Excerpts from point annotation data
********

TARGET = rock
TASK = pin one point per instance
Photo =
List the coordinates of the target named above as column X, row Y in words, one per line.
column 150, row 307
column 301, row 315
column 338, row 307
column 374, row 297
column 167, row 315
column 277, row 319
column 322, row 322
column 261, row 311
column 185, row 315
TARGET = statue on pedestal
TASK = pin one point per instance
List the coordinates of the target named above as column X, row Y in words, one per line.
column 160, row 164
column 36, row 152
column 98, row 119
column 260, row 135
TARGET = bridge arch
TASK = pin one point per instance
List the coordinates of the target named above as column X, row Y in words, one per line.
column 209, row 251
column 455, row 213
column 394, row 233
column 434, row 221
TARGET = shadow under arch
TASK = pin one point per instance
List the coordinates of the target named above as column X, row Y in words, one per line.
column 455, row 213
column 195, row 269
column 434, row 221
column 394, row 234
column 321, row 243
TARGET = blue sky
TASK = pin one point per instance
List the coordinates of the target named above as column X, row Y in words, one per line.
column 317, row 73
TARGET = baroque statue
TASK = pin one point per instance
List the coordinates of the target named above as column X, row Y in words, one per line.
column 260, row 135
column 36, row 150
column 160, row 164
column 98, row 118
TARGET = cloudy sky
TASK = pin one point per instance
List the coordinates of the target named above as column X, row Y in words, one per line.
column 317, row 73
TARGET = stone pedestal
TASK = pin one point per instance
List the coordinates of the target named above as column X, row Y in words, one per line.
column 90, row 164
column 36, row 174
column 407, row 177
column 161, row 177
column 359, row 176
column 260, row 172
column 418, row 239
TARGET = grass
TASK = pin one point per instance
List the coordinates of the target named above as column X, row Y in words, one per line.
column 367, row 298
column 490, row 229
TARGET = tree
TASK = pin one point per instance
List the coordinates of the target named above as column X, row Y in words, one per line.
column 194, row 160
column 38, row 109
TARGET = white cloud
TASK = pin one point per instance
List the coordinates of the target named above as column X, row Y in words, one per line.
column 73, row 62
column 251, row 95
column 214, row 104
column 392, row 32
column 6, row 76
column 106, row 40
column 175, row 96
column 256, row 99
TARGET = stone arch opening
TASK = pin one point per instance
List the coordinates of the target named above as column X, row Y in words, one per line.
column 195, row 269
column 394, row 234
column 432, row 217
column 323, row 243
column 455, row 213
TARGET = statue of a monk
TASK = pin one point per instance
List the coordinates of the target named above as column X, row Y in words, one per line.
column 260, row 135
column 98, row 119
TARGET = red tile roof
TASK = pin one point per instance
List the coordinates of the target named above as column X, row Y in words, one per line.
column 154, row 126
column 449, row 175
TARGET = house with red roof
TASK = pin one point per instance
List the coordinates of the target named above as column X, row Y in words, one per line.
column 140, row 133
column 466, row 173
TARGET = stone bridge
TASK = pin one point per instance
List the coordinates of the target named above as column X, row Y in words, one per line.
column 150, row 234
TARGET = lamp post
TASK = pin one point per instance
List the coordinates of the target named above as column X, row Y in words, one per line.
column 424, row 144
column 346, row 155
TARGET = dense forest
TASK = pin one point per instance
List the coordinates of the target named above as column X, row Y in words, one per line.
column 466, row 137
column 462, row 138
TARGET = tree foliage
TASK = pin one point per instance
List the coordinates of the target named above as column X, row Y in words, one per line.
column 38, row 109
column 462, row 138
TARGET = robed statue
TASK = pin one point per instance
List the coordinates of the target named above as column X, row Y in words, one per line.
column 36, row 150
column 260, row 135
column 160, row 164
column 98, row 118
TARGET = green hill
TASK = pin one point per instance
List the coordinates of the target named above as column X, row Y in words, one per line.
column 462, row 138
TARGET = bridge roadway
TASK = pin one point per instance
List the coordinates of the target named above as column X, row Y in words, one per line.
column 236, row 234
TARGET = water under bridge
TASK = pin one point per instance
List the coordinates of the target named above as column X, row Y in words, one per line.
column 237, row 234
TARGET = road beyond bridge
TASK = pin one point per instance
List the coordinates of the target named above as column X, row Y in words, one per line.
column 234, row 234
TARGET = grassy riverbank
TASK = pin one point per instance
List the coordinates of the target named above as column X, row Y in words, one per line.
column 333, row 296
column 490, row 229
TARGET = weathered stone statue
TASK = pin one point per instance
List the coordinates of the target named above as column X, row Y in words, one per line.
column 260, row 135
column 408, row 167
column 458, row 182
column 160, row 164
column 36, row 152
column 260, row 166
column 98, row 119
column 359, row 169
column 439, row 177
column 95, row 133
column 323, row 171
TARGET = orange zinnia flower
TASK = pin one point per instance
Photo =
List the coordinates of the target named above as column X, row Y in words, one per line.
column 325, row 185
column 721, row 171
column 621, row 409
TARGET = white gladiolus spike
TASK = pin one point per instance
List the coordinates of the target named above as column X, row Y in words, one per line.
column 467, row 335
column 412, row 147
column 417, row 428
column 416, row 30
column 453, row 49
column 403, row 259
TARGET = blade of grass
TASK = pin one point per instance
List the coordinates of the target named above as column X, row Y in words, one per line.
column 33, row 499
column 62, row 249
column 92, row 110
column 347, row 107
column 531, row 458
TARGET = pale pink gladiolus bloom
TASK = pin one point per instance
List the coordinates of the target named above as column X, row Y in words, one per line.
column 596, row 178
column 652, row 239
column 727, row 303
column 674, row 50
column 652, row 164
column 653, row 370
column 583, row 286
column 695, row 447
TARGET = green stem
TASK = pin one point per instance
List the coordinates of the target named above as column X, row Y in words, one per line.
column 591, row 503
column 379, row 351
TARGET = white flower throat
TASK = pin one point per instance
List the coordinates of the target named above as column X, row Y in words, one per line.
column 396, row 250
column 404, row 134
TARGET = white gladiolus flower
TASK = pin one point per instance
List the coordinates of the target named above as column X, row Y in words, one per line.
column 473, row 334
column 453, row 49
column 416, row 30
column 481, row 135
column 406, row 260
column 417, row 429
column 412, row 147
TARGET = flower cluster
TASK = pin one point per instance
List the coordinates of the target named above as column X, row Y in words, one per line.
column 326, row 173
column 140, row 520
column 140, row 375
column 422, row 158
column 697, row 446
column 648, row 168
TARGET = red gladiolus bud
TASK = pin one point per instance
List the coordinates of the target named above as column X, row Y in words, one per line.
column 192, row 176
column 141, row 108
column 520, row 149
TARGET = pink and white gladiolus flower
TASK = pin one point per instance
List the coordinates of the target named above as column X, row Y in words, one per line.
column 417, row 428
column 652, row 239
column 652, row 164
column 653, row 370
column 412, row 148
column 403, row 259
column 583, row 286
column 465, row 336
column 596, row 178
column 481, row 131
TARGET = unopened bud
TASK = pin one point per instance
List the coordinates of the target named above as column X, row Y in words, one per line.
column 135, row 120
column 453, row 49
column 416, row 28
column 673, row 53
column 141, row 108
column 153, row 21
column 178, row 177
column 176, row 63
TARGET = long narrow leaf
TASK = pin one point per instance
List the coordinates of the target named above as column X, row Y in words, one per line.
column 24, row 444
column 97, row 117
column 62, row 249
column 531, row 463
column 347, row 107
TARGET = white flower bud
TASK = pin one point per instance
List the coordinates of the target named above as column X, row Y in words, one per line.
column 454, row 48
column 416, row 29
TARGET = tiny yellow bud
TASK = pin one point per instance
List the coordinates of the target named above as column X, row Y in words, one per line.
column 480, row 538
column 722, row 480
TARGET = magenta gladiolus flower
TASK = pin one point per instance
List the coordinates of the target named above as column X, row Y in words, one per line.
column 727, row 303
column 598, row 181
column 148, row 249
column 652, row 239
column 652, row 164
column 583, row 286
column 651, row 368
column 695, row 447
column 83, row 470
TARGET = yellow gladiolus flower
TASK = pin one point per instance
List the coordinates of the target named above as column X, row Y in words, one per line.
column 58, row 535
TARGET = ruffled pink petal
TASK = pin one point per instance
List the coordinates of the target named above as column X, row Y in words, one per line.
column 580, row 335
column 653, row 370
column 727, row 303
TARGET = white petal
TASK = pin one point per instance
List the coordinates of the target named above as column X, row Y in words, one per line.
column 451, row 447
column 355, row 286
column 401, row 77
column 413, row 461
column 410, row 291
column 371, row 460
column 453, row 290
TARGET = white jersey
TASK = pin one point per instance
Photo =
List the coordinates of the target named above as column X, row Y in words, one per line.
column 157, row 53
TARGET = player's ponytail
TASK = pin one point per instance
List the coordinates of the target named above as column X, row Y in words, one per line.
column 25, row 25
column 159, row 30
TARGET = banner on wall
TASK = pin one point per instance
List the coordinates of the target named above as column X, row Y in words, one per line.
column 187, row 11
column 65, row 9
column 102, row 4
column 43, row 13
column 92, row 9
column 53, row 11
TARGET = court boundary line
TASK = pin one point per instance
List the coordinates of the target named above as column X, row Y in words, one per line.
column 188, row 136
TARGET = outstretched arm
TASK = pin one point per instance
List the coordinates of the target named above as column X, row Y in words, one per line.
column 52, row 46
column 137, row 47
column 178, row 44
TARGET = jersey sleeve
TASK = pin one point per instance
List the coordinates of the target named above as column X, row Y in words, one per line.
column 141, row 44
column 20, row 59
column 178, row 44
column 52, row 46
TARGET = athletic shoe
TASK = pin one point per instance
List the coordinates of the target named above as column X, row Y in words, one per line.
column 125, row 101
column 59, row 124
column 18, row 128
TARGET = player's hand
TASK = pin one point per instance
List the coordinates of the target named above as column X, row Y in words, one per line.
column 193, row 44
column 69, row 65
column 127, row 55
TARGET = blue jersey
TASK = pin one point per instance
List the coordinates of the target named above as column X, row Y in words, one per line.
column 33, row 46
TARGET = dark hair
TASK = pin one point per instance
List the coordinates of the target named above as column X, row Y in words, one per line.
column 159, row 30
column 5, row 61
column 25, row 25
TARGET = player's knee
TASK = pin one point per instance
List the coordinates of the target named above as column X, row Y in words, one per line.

********

## What the exercise asks
Give again, word for word, every line from the one holding "TARGET = outstretched arm" to the end of the data.

## Expected output
TARGET = outstretched arm
TASK = pin one point per instance
List the coordinates of the target named above as column X, row Y in words, one per line.
column 52, row 46
column 137, row 47
column 178, row 44
TARGET = jersey sleeve
TASK = pin one point per instance
List the coordinates of the target named above as column X, row Y in words, one per line.
column 141, row 44
column 20, row 59
column 178, row 44
column 52, row 46
TARGET = athletic shoe
TASK = pin one point per instance
List the coordinates of the target named above as column X, row Y in words, one per line.
column 125, row 101
column 59, row 124
column 18, row 128
TARGET = player's hand
TASK = pin one point per instance
List the coordinates of the target named above as column X, row Y in words, one per line.
column 193, row 44
column 69, row 65
column 127, row 55
TARGET = blue jersey
TASK = pin one point per instance
List the coordinates of the target named above as column X, row Y in words, one per line.
column 33, row 46
TARGET = dark hair
TASK = pin one point per instance
List the coordinates of the target named above as column X, row Y in words, one per line.
column 159, row 30
column 5, row 61
column 25, row 25
TARGET = player's knee
TASK = pin one point per instance
List the coordinates of the target named above as column X, row Y in words, one per line.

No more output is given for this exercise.